• **EXTRACTED TEXT**:
Daddy knew Carriedo, Recto, and all of the old, glorious Manila’s best haunts like the back of his hand. He had a modest salary as an accountant, so was never wont to splurge. But he mastered the fine art of window shopping and remarkably “brainwashed” us into thinking that a great shopping day was not measured by the number of fancy gifts bought, but the excitement of exploring places; of searching for, and finding things—and not feeling bad if the price was too much.
Usually, we would be happy coming home with a brown paper bag of various items from a bookstore or crafts store—erasers, cardboards, all sorts of glue, clay, crepe paper, plastic sheets. We embraced them like precious loot, hearts souped up with excitement at the prospect of what Daddy’s next “project” would look like.
We had game nights as well: indoor and board games (think Monopoly, Trouble, Chinese Checkers, Snakes and Ladders, Scrabble, Jeopardy)—usually preloved sets given by more well-off relatives and friends. There were, as well, Bingo and card games (aha, he taught us Black Jack!), including some he invented. In retrospect, it was remarkable enough that he made time for us 10 children and relished it. More remarkable still, that we were of varying ages, including older teens and then the smaller ones. Most remarkable of all, Daddy’s evident joy was so infectious, our Mommy and our aunt often joined us, too.
Times of crisis
As I grew older, and reminisced on life with Dadd—especially after his death—I realized that of all the things I held most precious from him, it was the time he took to not just take care of us (the usual feeding, bathing, teaching), but also the time he spent with us in moments of crisis.
He used to say—and my mother and our family doctor would confirm this—that he always felt God must have liked to “challenge” him after he got his wish for a daughter, because there were several times in my infancy and childhood when I got seriously ill.

• **LIST OF TASKS**:
**1)** Answer these questions about the account of Daddy:
(a) What was Daddy's job?
(b) Which card game does the text say he taught the children?
(c) Who often joined the game nights because of Daddy's joy?
**2)** Carry the account of Daddy further, starting after its last sentence.

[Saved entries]
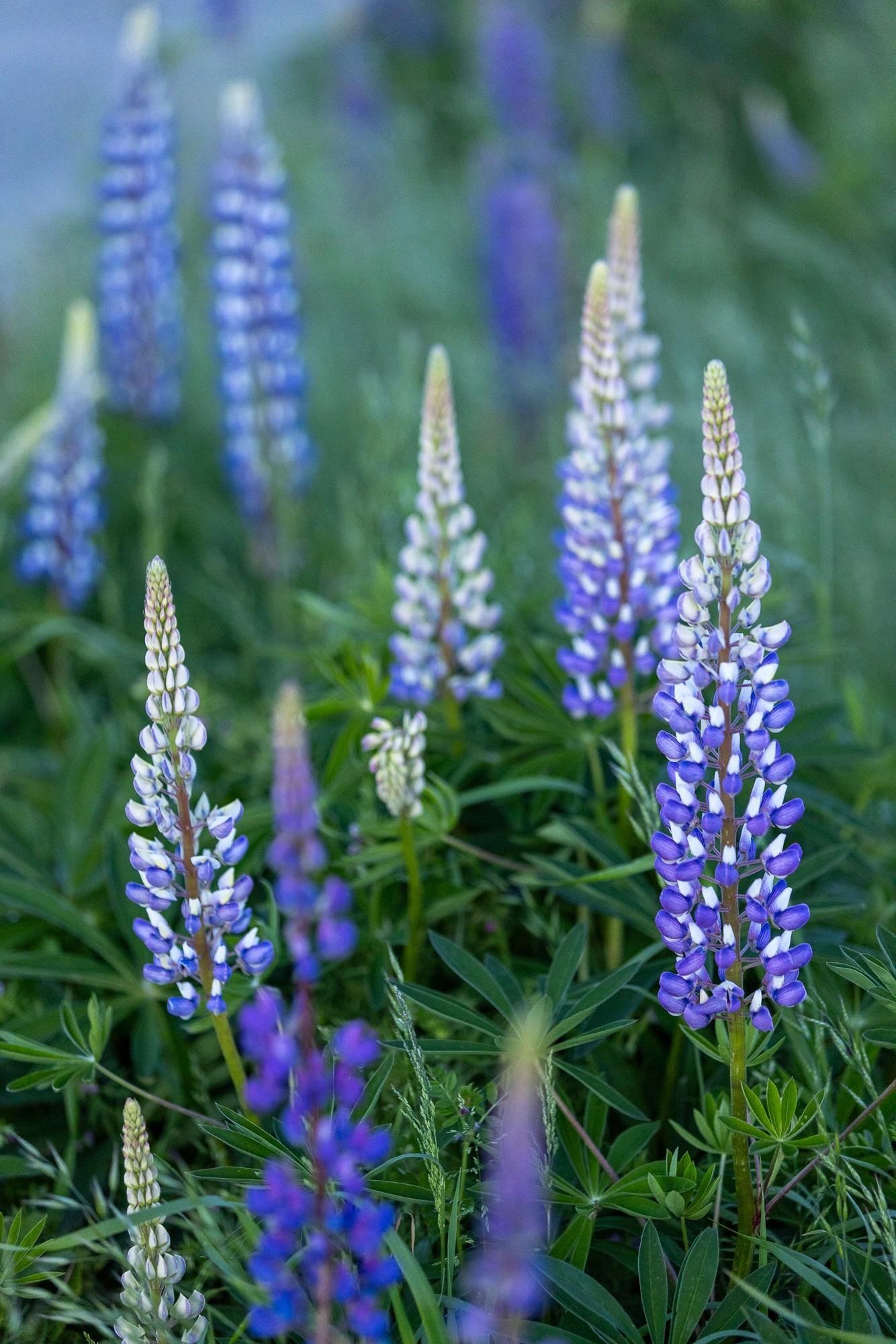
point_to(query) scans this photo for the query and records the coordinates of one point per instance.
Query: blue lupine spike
(163, 786)
(722, 698)
(263, 377)
(65, 511)
(448, 638)
(139, 282)
(320, 1259)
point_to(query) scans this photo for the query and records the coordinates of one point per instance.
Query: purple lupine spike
(65, 510)
(448, 627)
(320, 1259)
(500, 1279)
(174, 868)
(725, 704)
(268, 451)
(139, 282)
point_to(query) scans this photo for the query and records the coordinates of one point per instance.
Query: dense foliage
(468, 1115)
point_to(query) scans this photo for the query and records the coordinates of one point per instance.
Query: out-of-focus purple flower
(725, 704)
(448, 626)
(139, 283)
(620, 519)
(177, 868)
(525, 280)
(500, 1279)
(517, 72)
(65, 511)
(319, 1260)
(268, 451)
(787, 153)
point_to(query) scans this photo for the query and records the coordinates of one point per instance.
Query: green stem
(414, 901)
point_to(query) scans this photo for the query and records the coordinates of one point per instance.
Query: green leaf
(428, 1306)
(447, 1007)
(566, 962)
(476, 975)
(601, 1089)
(586, 1299)
(695, 1286)
(655, 1284)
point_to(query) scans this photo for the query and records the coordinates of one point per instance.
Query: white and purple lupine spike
(726, 808)
(263, 377)
(175, 868)
(500, 1279)
(448, 636)
(65, 511)
(620, 522)
(139, 282)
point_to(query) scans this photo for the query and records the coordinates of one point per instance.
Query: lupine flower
(725, 704)
(263, 378)
(175, 868)
(525, 280)
(65, 511)
(154, 1314)
(619, 541)
(443, 587)
(500, 1277)
(140, 319)
(320, 1257)
(398, 763)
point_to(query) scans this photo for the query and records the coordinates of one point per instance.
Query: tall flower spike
(175, 868)
(725, 702)
(448, 636)
(65, 511)
(268, 452)
(155, 1315)
(617, 546)
(398, 763)
(140, 303)
(319, 1260)
(500, 1277)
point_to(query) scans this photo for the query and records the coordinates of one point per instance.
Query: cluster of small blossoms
(725, 702)
(154, 1314)
(500, 1277)
(140, 312)
(620, 523)
(65, 511)
(175, 868)
(398, 763)
(263, 376)
(320, 1259)
(448, 635)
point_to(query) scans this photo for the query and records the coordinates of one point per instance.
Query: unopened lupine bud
(620, 523)
(448, 623)
(398, 763)
(154, 1310)
(723, 701)
(65, 511)
(140, 318)
(257, 319)
(174, 868)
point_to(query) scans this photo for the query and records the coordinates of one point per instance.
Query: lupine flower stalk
(320, 1259)
(268, 452)
(154, 1312)
(175, 868)
(500, 1276)
(620, 525)
(140, 302)
(65, 511)
(448, 642)
(398, 765)
(725, 704)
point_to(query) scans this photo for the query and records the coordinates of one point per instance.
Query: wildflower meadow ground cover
(448, 825)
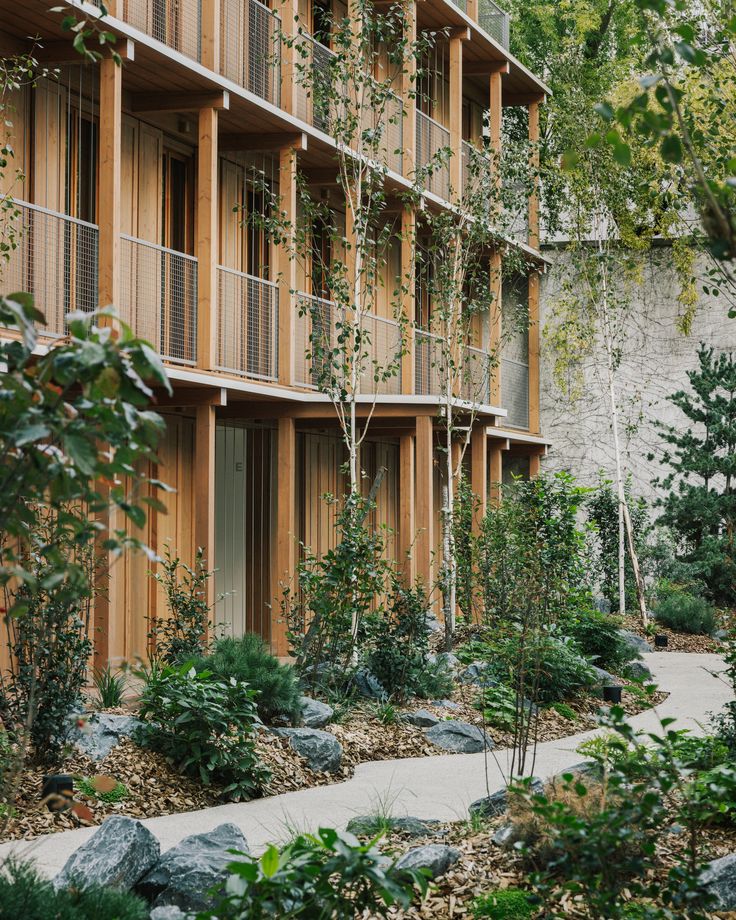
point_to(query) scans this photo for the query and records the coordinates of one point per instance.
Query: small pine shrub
(688, 613)
(24, 893)
(509, 904)
(248, 659)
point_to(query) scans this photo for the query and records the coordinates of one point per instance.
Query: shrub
(598, 638)
(510, 904)
(24, 893)
(248, 660)
(205, 725)
(329, 874)
(399, 656)
(683, 612)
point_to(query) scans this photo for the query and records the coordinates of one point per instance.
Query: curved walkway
(438, 787)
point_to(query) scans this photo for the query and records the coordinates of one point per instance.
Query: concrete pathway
(439, 787)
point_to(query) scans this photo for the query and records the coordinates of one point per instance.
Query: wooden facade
(133, 186)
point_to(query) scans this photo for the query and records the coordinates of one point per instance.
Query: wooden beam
(204, 490)
(286, 536)
(243, 142)
(424, 508)
(208, 213)
(407, 526)
(179, 102)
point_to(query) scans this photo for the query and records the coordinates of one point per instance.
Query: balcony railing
(55, 259)
(247, 325)
(515, 392)
(493, 20)
(250, 47)
(176, 23)
(158, 297)
(432, 137)
(315, 332)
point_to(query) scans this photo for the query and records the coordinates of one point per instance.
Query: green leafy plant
(326, 876)
(248, 659)
(110, 687)
(24, 893)
(507, 904)
(205, 725)
(183, 634)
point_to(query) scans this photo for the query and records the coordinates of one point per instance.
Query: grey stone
(637, 670)
(117, 855)
(315, 713)
(461, 737)
(321, 750)
(719, 880)
(636, 643)
(437, 857)
(422, 718)
(368, 686)
(102, 732)
(478, 672)
(186, 873)
(490, 806)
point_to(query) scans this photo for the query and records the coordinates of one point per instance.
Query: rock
(117, 855)
(504, 835)
(102, 732)
(637, 670)
(437, 857)
(422, 718)
(185, 874)
(368, 686)
(315, 713)
(478, 672)
(321, 750)
(719, 880)
(636, 643)
(167, 913)
(497, 802)
(462, 737)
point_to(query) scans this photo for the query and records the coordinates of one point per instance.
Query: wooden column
(479, 472)
(285, 564)
(210, 18)
(204, 489)
(111, 89)
(407, 526)
(207, 239)
(456, 118)
(408, 298)
(286, 265)
(424, 510)
(534, 421)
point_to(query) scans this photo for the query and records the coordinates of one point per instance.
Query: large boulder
(422, 718)
(101, 732)
(436, 857)
(321, 750)
(186, 873)
(315, 713)
(117, 855)
(719, 880)
(461, 737)
(634, 642)
(490, 806)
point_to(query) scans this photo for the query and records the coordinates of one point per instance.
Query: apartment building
(134, 182)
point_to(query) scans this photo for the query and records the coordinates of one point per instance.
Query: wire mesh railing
(247, 325)
(158, 297)
(54, 257)
(515, 392)
(250, 47)
(432, 140)
(176, 23)
(493, 20)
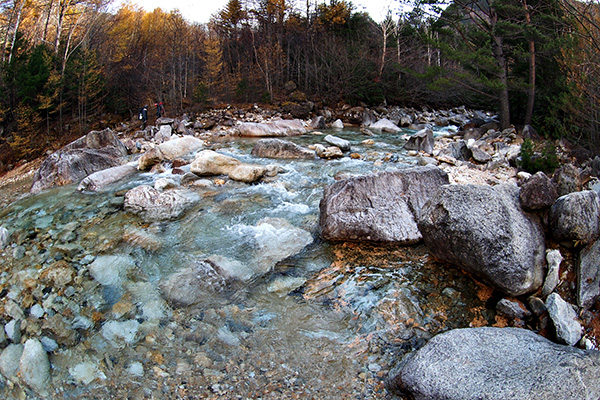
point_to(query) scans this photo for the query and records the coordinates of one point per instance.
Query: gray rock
(497, 364)
(169, 151)
(4, 237)
(576, 217)
(564, 317)
(209, 162)
(337, 124)
(566, 180)
(480, 155)
(512, 308)
(318, 122)
(34, 366)
(484, 231)
(537, 192)
(191, 285)
(421, 141)
(277, 148)
(342, 144)
(13, 330)
(328, 152)
(385, 125)
(247, 173)
(101, 179)
(588, 276)
(9, 360)
(96, 151)
(272, 129)
(460, 151)
(164, 134)
(554, 258)
(381, 207)
(153, 205)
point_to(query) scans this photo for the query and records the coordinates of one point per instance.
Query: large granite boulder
(497, 363)
(385, 125)
(101, 179)
(155, 205)
(483, 230)
(537, 192)
(421, 141)
(277, 148)
(575, 217)
(271, 129)
(93, 152)
(169, 150)
(209, 162)
(382, 207)
(588, 276)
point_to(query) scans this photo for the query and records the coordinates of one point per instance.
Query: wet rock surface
(496, 363)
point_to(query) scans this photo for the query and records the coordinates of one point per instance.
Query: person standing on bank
(144, 116)
(160, 109)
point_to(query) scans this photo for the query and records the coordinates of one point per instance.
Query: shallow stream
(327, 323)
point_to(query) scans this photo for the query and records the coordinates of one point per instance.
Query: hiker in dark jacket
(144, 116)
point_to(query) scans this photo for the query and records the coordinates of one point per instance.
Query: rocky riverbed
(92, 274)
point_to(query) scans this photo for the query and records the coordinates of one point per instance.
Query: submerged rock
(497, 363)
(381, 207)
(247, 173)
(483, 230)
(385, 125)
(154, 205)
(271, 129)
(209, 162)
(277, 148)
(342, 144)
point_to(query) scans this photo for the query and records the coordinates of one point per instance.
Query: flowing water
(327, 323)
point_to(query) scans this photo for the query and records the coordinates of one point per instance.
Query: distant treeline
(68, 65)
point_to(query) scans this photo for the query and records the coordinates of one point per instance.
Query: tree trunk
(503, 76)
(532, 72)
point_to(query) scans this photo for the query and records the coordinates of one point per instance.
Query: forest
(69, 66)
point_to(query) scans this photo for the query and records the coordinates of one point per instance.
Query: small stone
(34, 366)
(9, 360)
(87, 372)
(568, 329)
(13, 330)
(48, 344)
(136, 369)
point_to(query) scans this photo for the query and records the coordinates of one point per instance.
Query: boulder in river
(101, 179)
(154, 205)
(209, 162)
(93, 152)
(381, 207)
(272, 129)
(576, 217)
(169, 150)
(483, 230)
(277, 148)
(497, 364)
(421, 141)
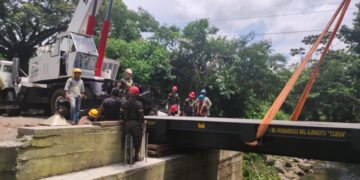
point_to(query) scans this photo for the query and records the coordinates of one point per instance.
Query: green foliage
(149, 61)
(26, 24)
(255, 168)
(351, 35)
(127, 24)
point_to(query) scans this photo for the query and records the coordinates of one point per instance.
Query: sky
(236, 18)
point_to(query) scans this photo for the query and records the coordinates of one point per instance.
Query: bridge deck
(317, 140)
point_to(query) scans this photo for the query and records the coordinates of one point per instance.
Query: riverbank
(290, 168)
(324, 170)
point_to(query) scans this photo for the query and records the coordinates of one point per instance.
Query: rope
(269, 116)
(307, 89)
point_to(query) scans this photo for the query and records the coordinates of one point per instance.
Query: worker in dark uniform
(173, 99)
(133, 115)
(110, 107)
(189, 105)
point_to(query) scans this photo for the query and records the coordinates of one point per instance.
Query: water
(324, 170)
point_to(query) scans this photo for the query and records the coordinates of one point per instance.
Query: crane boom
(84, 10)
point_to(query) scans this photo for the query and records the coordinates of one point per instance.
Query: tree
(150, 62)
(192, 54)
(27, 24)
(351, 36)
(127, 24)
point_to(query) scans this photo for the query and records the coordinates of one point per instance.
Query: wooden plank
(108, 123)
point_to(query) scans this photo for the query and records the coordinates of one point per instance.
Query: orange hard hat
(134, 90)
(174, 89)
(192, 95)
(173, 108)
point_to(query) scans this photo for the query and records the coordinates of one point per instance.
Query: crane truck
(48, 72)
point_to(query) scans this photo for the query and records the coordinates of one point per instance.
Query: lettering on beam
(307, 132)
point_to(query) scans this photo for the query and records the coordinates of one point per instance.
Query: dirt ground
(9, 125)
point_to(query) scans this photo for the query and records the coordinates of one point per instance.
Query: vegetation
(242, 76)
(254, 167)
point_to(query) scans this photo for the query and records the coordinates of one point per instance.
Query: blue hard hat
(201, 97)
(203, 91)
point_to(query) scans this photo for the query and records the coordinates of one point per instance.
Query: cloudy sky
(239, 17)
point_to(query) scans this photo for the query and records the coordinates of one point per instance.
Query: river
(324, 170)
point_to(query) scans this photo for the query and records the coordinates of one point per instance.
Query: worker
(189, 103)
(133, 114)
(123, 87)
(202, 106)
(173, 110)
(74, 92)
(110, 107)
(173, 98)
(128, 78)
(92, 114)
(207, 102)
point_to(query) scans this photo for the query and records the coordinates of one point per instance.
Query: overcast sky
(232, 17)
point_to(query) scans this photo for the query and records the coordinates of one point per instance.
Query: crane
(48, 72)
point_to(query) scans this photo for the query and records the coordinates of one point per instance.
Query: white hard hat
(128, 71)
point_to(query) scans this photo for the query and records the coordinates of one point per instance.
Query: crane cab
(5, 74)
(70, 50)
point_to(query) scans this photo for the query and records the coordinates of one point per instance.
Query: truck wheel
(12, 111)
(10, 96)
(57, 95)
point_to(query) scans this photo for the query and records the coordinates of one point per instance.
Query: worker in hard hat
(173, 99)
(189, 105)
(110, 107)
(89, 118)
(202, 104)
(133, 114)
(173, 110)
(74, 92)
(128, 78)
(205, 103)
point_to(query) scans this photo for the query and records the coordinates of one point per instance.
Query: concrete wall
(206, 165)
(8, 154)
(48, 151)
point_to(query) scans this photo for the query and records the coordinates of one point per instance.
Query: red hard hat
(174, 88)
(134, 90)
(173, 109)
(192, 94)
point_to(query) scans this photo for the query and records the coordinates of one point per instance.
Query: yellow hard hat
(93, 113)
(128, 70)
(76, 70)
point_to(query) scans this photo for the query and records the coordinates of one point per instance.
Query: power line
(264, 16)
(288, 32)
(281, 33)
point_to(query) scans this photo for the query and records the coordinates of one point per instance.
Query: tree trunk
(24, 53)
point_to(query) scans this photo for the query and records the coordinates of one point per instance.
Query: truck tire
(58, 94)
(12, 111)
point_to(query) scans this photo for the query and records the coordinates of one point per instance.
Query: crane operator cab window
(86, 52)
(66, 47)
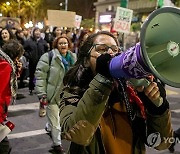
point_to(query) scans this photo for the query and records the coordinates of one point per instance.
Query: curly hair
(13, 49)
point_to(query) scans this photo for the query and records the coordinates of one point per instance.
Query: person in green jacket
(100, 115)
(50, 71)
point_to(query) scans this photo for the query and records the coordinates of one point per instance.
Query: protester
(6, 35)
(49, 76)
(9, 68)
(95, 109)
(176, 138)
(34, 47)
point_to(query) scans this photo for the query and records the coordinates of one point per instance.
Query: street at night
(29, 136)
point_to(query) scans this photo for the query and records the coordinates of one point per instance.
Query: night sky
(84, 8)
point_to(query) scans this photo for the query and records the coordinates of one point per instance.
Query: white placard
(122, 21)
(78, 20)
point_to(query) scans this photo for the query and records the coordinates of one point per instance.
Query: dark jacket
(35, 49)
(92, 107)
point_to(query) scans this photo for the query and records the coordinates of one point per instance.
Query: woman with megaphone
(100, 114)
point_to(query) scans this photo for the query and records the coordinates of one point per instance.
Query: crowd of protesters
(78, 55)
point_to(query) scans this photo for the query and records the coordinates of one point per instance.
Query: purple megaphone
(129, 64)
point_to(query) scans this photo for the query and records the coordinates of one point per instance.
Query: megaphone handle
(144, 82)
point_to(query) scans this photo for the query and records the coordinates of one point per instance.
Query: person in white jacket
(49, 74)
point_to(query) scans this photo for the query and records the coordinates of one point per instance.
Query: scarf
(13, 80)
(67, 61)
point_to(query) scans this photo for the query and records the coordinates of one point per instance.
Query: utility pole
(66, 5)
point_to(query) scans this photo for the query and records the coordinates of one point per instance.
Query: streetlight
(66, 5)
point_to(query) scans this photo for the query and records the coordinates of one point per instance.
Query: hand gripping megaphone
(158, 50)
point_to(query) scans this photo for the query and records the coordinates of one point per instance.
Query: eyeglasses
(62, 43)
(103, 48)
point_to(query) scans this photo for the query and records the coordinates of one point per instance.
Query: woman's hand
(151, 91)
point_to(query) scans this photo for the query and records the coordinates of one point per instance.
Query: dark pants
(31, 77)
(5, 147)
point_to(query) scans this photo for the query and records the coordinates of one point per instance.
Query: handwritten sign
(61, 18)
(78, 20)
(122, 21)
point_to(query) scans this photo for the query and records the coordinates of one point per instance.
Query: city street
(29, 136)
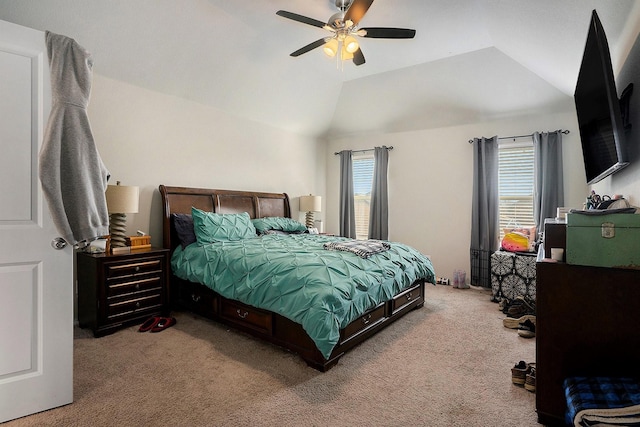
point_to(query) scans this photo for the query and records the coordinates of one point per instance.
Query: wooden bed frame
(262, 323)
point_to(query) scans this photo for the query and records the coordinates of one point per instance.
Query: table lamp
(310, 204)
(121, 199)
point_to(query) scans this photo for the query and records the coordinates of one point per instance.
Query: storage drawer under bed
(407, 298)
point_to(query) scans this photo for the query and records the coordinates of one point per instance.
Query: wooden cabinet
(119, 290)
(587, 324)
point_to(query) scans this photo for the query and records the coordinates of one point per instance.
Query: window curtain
(379, 211)
(347, 209)
(548, 180)
(484, 210)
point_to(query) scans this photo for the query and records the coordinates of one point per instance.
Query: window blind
(516, 185)
(362, 184)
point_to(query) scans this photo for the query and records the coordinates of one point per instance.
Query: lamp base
(309, 220)
(117, 230)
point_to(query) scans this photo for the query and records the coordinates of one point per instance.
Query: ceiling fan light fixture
(351, 44)
(345, 54)
(330, 48)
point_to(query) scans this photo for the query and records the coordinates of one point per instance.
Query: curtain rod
(363, 151)
(566, 132)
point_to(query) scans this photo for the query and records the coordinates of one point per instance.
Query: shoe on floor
(164, 323)
(513, 323)
(527, 329)
(519, 372)
(521, 306)
(530, 380)
(149, 324)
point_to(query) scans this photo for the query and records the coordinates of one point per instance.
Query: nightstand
(120, 290)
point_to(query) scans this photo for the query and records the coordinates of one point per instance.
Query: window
(516, 186)
(362, 184)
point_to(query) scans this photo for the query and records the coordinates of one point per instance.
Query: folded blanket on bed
(602, 401)
(362, 248)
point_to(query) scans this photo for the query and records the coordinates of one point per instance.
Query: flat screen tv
(598, 108)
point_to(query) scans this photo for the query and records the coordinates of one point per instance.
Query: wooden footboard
(262, 323)
(279, 330)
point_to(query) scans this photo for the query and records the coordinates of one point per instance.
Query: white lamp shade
(122, 199)
(310, 203)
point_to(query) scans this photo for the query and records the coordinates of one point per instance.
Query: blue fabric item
(183, 224)
(362, 248)
(602, 401)
(294, 276)
(288, 225)
(211, 227)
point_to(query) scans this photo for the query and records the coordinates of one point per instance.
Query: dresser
(121, 290)
(588, 324)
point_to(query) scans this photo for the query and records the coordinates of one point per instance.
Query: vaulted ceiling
(471, 60)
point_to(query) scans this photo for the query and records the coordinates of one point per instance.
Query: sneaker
(519, 372)
(513, 323)
(527, 329)
(521, 306)
(530, 380)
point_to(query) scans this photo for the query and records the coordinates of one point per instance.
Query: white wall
(627, 181)
(146, 139)
(430, 182)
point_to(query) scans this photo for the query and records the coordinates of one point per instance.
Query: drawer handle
(366, 319)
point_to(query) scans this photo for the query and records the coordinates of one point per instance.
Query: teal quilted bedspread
(294, 276)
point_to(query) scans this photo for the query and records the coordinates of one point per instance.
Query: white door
(36, 280)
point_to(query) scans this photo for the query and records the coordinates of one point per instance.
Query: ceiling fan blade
(357, 10)
(389, 33)
(309, 47)
(300, 18)
(358, 57)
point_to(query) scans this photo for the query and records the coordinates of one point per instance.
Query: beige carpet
(447, 364)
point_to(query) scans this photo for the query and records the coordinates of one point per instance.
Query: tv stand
(588, 323)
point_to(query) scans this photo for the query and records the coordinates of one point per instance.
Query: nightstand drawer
(117, 290)
(134, 306)
(127, 269)
(132, 286)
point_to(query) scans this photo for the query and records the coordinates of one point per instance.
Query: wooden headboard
(181, 199)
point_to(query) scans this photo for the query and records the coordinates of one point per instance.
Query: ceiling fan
(344, 26)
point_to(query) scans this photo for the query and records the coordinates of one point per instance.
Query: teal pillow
(211, 227)
(263, 225)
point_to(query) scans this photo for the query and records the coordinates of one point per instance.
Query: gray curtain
(484, 210)
(548, 180)
(347, 209)
(379, 211)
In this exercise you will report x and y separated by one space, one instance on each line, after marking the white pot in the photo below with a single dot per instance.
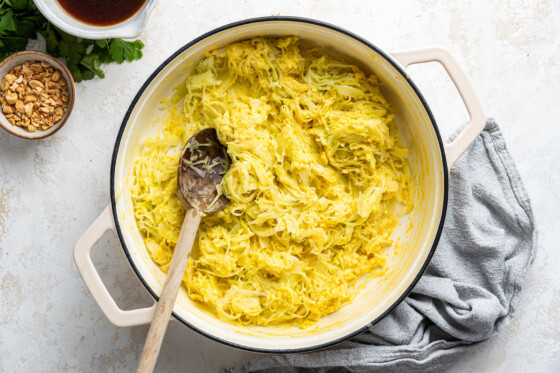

• **EXERCISE ANSWERS**:
**1)**
(a) He was an accountant.
(b) Black Jack.
(c) Mommy and the children's aunt.

**2)**
The most challenging was the mild polio that struck when I was six, months after I entered Grade 1. For the months I couldn’t walk, and subsequently when I could walk but needed several more months of therapy, Daddy was there. He worked it out with the school so I could continue studying, and got my eldest brother to take home all school lessons and assignments, returning them the next day. Indeed, he was way ahead of his time, asking for “flexi-time” for his boss in an oil company so he could supervise my leg therapy early in the morning.
‘Sebo de macho’
Of course, even after I was able to walk again, I was “lampa” or frequently fell down. But each time I came home with a scratch or wound, Daddy would patiently pluck some guava leaves nearby, boil them and clean my wounds and apply sulfanilamide.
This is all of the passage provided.